• Directive:
From the line that contains "Each instance of the yellow" through the closing line of the entries, write out each line exactly; pictures stay out.

►

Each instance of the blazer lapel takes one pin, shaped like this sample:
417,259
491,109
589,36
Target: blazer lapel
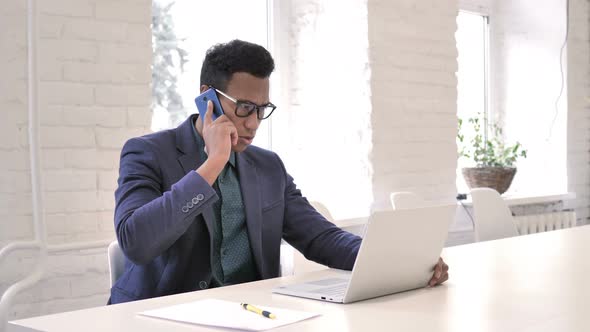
250,195
190,159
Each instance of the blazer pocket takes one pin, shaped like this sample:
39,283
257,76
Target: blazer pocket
272,205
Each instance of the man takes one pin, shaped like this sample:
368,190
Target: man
199,207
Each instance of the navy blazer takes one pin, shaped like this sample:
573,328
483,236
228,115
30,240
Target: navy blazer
164,212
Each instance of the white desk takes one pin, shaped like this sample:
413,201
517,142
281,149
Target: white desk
531,283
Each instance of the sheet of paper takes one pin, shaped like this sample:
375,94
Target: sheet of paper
227,314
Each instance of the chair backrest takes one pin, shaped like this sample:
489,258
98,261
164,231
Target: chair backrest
492,217
116,261
405,200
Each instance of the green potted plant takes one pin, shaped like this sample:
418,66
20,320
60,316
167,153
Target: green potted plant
493,159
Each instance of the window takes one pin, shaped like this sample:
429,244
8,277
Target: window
194,26
472,75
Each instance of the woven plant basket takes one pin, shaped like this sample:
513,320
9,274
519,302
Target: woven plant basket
498,178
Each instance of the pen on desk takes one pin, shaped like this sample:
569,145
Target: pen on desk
259,311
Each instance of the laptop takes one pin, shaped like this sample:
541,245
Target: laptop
398,253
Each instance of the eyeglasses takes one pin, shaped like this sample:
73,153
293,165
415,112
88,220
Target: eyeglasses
245,108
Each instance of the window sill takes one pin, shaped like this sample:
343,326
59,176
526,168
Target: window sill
522,199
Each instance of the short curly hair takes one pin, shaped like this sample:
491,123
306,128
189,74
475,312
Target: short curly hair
223,60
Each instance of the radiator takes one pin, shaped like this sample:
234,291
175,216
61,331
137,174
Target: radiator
537,223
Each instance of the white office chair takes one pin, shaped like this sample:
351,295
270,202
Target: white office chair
116,261
492,217
405,200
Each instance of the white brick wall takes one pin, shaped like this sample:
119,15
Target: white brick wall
578,120
94,66
413,95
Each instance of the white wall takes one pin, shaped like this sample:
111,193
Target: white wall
327,117
94,66
413,95
578,117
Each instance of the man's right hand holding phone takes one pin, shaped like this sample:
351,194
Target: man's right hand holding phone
219,136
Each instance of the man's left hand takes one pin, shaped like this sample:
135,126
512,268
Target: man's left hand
441,273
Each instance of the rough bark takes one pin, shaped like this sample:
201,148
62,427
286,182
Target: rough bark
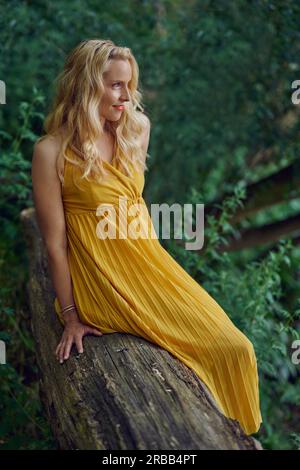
123,392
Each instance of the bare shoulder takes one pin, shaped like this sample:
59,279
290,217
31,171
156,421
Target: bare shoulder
47,148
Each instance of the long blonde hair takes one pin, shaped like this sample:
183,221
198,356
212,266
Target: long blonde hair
75,109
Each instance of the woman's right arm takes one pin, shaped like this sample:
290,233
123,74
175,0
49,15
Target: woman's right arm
50,215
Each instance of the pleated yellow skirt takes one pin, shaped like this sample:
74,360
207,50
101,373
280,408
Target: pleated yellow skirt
134,286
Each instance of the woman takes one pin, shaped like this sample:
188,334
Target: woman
94,152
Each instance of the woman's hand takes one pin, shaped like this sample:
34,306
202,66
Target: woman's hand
73,333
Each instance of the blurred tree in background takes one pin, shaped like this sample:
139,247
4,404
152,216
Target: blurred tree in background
217,84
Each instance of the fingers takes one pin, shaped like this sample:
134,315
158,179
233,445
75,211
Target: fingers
67,349
63,349
79,345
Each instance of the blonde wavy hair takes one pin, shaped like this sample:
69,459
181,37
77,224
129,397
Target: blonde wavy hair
75,111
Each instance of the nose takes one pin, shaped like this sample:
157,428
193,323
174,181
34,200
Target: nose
125,96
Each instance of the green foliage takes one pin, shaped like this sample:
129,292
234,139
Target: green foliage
253,297
218,94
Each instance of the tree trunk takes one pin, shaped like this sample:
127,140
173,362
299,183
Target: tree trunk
123,392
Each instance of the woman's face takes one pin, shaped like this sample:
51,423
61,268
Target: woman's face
116,78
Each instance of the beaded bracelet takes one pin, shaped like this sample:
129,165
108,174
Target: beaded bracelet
69,307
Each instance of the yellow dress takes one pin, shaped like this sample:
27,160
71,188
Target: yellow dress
132,285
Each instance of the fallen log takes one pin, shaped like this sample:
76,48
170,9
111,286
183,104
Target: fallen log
123,392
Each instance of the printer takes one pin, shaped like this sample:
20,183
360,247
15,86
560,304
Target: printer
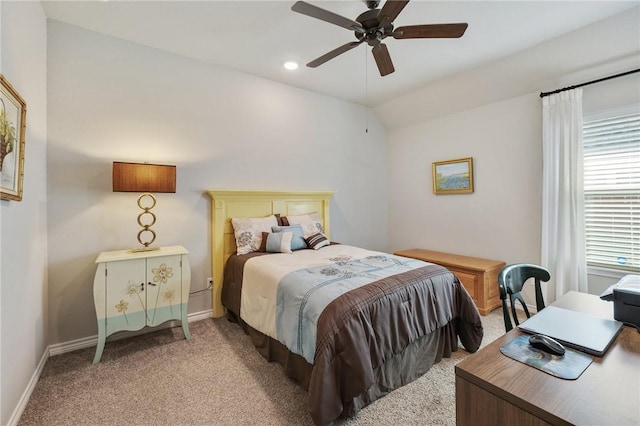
625,295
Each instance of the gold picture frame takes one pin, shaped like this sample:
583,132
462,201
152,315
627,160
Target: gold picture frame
453,176
13,113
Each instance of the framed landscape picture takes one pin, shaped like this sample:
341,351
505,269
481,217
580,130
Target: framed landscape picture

◄

• Result of the exercise:
Each instance of the yellow dress takes one pin, shaped like this sample:
27,160
71,188
Target: yellow dress
132,285
Each instance of the fallen log takes one pin, shaped like this sample:
76,48
170,9
111,286
183,104
Target: fallen log
123,392
Each instance of the printer takes one pin, shaped like this sample:
20,183
360,247
15,86
560,304
Target: printer
625,295
Each instance of the gold picture frame takes one pin, shaped like this sample:
583,132
462,201
152,315
627,160
Target: gold picture frame
453,176
13,113
Each instance of the framed landscape picture takes one pin, shaped like this sample:
341,351
505,269
481,217
580,130
Target: framed landscape picture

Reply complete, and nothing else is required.